── DATA PROVIDED

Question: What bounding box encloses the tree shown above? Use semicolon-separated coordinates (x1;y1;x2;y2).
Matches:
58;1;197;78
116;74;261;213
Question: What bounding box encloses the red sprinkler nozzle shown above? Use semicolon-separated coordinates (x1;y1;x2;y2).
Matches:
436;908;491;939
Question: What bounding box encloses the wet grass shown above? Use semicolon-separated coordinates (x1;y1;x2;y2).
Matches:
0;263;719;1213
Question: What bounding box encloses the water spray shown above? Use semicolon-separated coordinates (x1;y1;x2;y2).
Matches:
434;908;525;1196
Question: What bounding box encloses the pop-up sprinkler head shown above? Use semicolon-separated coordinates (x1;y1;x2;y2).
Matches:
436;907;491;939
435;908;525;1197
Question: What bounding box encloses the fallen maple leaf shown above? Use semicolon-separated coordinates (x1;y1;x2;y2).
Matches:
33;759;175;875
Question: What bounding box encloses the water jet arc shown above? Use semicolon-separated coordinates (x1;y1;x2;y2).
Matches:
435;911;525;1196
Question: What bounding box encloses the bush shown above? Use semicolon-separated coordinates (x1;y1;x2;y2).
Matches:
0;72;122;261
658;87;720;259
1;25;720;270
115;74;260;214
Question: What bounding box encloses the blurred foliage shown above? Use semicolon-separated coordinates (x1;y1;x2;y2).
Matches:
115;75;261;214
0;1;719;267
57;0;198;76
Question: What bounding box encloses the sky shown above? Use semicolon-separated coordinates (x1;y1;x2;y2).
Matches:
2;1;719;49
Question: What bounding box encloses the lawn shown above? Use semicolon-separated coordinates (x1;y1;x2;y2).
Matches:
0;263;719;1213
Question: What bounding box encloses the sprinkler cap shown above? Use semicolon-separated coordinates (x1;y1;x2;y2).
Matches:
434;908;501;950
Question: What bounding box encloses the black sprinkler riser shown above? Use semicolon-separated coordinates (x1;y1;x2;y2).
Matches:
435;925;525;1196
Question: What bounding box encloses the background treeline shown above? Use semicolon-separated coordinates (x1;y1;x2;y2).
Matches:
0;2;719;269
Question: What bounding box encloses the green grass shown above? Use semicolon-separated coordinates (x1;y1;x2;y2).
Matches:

────

### WORK TO BE COMPLETED:
Reproduce all the data exactly. Include every line.

### RESPONSE BELOW:
Question: What bounding box encloses the tree shown above? Use semicolon-separated coordinates (x1;y1;x2;y2).
Matches:
58;1;197;78
116;74;261;213
Question: What bounding box encloses the red sprinkler nozzle shown above? Use semicolon-separated coordinates (x1;y1;x2;y2).
Matches:
436;908;491;939
Question: What bounding box encloses the wet grass shown above? Use semicolon-separated coordinates (x1;y1;x2;y2).
Matches:
0;263;719;1213
Question: What bounding box encloses the water spray shown above? Use semicolon-separated coordinates (x1;y1;x2;y2).
Matches:
434;908;525;1196
Question: What bounding box encloses the pop-up sprinkler head shown above? Use semicolon-separated coordinates (x1;y1;x2;y2).
Matches:
436;907;491;939
435;908;525;1197
Question: What bounding box encloses the fallen maple leaf shown above? Use semicolon-separated coordinates (x1;y1;x2;y2).
Matches:
33;759;175;875
Question: What bounding box encloses the water jet arc shown above? Use semicolon-separated coordinates (x1;y1;x2;y2).
Matches:
435;911;525;1196
Question: What bounding box encloses the bush shown above? Use semicolon-separated coordinates (x1;y1;x2;y2).
Matches:
0;72;122;261
658;87;720;259
1;25;720;270
115;74;260;214
Question: What bounding box encloses the blurred foliage shown above? Use semicolon-separated coordinates (x1;y1;x2;y2).
Matches:
115;75;261;214
0;1;719;267
57;0;198;76
Question: What bounding box encloses the sky shown above? Use semicolon-separated coordinates (x1;y1;x2;y2).
Matches:
2;1;719;49
Question: What bounding box encloses the lawn shown above? Use semicolon-separated coordinates (x1;y1;x2;y2).
Matches:
0;263;719;1213
Question: What bounding box encloses the sprinkler cap shown above? Use semicolon-separated coordinates (x1;y1;x2;y2).
Matches:
434;908;501;950
Question: What bounding box encloses the black sprinkler riser shown above? Use semicolon-separated coordinates (x1;y1;x2;y2).
Matches:
435;925;525;1196
Question: What bounding box encloses the background treeline shown above? Use semicolon-separated coordinates (x1;y1;x2;y2).
Matches:
0;2;719;269
Question: What bounding box encloses the green grass shown above? Use semicolon-separated coordinates (x1;y1;x2;y2).
Matches:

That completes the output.